**Source data**
--- START ---
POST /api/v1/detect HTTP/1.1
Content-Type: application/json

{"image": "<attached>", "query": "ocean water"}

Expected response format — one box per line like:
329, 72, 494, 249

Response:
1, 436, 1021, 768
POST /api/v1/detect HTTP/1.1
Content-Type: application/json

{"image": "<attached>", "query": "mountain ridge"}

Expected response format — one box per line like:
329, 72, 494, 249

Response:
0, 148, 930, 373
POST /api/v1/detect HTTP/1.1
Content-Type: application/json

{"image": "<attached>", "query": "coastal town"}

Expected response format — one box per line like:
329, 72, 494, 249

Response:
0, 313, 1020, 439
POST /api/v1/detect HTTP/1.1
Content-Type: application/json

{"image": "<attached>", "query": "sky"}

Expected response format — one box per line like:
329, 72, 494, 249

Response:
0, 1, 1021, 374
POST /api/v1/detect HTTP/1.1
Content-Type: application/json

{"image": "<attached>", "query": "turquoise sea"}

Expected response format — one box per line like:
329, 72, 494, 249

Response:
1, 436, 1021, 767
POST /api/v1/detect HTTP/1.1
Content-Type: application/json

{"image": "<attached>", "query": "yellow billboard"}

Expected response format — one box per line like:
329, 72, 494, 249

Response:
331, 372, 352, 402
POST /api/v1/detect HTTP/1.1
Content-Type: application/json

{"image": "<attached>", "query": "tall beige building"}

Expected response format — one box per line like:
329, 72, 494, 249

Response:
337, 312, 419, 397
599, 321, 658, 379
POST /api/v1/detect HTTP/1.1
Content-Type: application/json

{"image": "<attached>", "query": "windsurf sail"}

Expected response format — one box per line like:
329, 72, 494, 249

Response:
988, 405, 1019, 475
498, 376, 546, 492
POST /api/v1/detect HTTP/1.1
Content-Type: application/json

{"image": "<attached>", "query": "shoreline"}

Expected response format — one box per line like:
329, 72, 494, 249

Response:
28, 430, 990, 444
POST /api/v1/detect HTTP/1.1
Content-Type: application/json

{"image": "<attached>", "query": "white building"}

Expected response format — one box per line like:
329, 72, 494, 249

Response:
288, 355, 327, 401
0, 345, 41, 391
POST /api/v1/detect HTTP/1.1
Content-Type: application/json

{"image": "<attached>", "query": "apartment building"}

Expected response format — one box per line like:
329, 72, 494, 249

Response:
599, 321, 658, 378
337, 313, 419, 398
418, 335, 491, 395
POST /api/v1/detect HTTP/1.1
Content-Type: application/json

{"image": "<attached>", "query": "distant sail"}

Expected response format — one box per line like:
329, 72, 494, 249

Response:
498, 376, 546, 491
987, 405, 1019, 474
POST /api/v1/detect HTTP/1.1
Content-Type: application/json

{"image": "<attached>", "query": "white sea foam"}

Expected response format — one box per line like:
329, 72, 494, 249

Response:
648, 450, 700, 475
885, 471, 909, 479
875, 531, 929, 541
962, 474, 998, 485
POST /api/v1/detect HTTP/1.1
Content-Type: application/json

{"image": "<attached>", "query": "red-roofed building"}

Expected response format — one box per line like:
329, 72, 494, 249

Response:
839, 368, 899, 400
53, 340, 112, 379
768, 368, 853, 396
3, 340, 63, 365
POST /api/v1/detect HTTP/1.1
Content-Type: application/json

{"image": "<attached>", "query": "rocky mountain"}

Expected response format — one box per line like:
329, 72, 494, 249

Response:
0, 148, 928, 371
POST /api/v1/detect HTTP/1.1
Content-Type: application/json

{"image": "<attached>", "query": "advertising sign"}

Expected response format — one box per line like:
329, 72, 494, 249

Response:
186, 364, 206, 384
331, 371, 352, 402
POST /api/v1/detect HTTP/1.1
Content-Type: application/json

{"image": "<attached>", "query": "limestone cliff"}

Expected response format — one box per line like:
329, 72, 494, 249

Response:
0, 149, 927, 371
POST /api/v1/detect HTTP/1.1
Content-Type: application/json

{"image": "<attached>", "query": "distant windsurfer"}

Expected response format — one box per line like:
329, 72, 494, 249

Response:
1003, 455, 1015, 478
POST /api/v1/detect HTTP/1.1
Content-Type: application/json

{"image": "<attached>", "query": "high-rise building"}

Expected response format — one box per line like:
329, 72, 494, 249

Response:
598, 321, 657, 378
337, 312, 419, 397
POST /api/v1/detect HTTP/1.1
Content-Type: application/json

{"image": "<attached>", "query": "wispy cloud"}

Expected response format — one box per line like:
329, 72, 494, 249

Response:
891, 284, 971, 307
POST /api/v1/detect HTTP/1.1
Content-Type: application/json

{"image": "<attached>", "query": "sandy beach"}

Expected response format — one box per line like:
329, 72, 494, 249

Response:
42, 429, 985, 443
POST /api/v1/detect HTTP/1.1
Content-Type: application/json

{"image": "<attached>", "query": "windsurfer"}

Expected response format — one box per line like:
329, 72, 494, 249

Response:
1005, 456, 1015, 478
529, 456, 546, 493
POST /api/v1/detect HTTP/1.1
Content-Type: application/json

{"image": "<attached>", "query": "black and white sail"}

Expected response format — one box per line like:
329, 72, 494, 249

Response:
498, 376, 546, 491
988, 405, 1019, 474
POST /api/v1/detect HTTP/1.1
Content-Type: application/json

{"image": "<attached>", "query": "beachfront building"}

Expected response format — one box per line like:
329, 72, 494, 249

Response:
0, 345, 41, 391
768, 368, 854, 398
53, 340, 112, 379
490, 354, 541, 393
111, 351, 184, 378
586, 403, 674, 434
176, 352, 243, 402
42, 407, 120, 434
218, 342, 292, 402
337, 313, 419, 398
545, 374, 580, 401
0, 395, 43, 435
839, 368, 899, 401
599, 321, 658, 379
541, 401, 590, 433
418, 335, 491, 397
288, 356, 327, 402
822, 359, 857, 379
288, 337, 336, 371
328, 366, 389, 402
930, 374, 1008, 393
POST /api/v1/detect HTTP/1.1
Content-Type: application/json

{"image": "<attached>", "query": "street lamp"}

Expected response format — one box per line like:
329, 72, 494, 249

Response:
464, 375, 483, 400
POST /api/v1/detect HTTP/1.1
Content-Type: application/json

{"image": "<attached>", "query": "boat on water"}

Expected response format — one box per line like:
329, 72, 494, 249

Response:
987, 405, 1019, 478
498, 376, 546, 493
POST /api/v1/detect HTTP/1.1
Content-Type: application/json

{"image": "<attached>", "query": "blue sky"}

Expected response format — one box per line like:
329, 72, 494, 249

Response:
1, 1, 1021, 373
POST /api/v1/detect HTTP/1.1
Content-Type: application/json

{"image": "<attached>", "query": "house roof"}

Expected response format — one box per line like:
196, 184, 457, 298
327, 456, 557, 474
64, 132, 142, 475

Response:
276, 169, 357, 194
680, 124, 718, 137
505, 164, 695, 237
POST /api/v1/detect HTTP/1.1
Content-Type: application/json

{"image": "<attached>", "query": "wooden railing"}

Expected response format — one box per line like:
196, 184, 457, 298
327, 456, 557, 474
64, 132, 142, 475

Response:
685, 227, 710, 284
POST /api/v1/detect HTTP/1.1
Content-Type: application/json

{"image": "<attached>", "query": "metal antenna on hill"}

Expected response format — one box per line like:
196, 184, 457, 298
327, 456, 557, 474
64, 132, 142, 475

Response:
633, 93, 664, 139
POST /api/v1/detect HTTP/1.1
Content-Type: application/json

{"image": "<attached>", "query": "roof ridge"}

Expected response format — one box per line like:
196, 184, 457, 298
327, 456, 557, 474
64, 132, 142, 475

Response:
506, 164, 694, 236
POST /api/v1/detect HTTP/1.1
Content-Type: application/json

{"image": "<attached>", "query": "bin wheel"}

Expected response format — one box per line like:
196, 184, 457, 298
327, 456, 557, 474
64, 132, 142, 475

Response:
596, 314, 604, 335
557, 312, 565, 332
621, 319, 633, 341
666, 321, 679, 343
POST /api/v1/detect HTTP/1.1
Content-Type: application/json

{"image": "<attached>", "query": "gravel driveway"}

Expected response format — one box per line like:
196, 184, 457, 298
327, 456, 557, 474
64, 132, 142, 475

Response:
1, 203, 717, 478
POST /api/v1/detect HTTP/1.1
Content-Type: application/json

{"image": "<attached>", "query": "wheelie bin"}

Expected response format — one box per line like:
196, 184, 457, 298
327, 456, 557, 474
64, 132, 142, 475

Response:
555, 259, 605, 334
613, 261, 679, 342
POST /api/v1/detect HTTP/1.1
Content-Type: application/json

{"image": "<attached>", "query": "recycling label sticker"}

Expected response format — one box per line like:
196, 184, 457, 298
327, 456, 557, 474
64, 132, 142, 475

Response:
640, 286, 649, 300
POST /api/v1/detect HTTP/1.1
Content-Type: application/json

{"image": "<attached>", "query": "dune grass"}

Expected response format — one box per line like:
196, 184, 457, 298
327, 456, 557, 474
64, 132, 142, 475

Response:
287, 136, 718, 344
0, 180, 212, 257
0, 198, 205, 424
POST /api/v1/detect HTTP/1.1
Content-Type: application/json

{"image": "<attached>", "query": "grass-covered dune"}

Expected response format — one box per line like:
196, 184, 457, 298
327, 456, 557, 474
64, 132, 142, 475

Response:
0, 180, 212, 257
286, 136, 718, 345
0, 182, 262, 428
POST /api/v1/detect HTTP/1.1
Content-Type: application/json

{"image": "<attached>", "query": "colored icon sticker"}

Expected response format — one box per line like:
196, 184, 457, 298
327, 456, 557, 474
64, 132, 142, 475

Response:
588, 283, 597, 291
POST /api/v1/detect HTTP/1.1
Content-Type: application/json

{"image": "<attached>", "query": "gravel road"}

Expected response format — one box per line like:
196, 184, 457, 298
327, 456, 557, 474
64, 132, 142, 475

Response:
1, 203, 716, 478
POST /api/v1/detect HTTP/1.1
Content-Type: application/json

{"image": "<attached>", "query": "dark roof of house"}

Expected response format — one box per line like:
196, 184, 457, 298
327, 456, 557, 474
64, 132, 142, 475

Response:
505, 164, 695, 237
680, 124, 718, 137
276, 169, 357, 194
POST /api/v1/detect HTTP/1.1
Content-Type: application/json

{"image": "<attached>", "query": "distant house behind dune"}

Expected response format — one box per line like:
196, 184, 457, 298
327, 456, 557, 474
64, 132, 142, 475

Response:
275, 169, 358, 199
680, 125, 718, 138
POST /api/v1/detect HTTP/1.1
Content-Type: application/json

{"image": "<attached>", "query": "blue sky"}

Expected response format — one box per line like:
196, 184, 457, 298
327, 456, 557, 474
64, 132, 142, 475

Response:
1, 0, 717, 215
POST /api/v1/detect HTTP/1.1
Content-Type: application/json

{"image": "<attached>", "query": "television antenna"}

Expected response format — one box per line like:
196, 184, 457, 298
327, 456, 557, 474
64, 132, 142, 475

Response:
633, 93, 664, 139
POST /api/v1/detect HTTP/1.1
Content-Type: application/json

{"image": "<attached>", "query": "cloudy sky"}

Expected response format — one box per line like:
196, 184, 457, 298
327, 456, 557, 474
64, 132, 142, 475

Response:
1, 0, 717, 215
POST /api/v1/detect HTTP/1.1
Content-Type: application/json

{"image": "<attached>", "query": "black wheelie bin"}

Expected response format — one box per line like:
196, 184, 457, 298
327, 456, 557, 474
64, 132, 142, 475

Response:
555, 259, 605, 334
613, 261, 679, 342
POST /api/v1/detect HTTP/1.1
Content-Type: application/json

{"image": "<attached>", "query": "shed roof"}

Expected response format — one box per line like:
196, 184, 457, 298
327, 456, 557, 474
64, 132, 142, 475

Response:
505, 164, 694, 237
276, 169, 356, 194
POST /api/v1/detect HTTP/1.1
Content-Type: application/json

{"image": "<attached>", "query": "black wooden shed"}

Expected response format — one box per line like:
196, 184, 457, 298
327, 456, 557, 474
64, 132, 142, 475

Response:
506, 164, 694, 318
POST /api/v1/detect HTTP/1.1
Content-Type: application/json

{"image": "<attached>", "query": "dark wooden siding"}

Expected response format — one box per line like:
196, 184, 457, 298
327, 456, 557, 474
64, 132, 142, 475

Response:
--- END ---
**Exercise directions**
Which of the lines above contain "dune"? Return them all.

**Exercise output**
{"image": "<attached>", "query": "dune grass"}
{"image": "<attached>", "query": "grass-covered dune"}
{"image": "<attached>", "query": "distant house behind dune"}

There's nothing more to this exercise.